| Data extracts |
● ● ●

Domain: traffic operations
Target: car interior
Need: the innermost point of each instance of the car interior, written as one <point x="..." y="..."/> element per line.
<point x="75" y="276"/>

● ● ●

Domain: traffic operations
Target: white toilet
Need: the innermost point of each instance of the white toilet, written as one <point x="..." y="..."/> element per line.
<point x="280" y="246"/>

● ● ●

| Required work |
I need each line from the listing where the word "Target" occurs.

| Reply |
Target: car interior
Target: white toilet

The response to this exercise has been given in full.